To do:
Reproduce the lines below verbatim, starting at the line containing "Where can the stainless" and ending at the line containing "point(612, 364)", both included.
***** Listing
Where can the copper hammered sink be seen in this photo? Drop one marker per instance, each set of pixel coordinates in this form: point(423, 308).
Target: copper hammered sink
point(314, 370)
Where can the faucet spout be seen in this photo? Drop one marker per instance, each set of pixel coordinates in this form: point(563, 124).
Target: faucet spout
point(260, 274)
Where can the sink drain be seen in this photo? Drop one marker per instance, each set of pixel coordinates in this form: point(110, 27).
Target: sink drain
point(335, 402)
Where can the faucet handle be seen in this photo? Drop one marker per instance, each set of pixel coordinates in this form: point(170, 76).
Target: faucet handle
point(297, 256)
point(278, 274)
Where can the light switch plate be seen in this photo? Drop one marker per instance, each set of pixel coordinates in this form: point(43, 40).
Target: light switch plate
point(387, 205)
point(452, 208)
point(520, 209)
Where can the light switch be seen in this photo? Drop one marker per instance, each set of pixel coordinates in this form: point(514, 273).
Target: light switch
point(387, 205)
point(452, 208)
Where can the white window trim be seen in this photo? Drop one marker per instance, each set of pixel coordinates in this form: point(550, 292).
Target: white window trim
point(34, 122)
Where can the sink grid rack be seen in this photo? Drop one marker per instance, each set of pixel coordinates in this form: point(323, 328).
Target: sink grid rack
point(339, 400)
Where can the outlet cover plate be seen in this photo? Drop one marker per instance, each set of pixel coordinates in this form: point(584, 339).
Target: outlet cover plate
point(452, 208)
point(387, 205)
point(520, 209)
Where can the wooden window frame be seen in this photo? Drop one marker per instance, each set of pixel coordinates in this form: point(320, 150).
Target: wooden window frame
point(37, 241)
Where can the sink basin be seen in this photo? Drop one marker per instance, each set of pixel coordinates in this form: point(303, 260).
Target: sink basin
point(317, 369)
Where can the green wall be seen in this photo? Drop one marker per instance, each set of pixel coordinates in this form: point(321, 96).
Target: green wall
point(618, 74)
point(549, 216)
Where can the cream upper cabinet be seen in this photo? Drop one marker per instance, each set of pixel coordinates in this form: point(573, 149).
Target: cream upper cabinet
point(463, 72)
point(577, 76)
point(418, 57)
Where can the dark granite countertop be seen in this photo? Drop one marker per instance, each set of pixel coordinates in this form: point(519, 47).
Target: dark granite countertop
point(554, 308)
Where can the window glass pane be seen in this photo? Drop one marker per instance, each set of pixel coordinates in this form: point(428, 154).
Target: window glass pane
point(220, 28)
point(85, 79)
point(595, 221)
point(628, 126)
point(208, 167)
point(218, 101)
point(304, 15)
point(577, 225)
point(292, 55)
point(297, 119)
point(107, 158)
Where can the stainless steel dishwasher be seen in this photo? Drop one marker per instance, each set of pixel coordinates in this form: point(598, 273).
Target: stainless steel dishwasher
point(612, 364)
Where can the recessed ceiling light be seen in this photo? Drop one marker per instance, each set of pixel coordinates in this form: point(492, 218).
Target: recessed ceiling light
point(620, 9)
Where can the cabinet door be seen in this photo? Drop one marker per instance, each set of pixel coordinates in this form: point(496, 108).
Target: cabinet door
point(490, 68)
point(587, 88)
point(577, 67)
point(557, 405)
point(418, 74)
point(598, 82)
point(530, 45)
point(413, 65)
**********
Task answer:
Where can the stainless steel dishwasher be seen in this photo? Drop one marker per instance, each set of pixel coordinates in this form: point(598, 273).
Target: stainless steel dishwasher
point(612, 364)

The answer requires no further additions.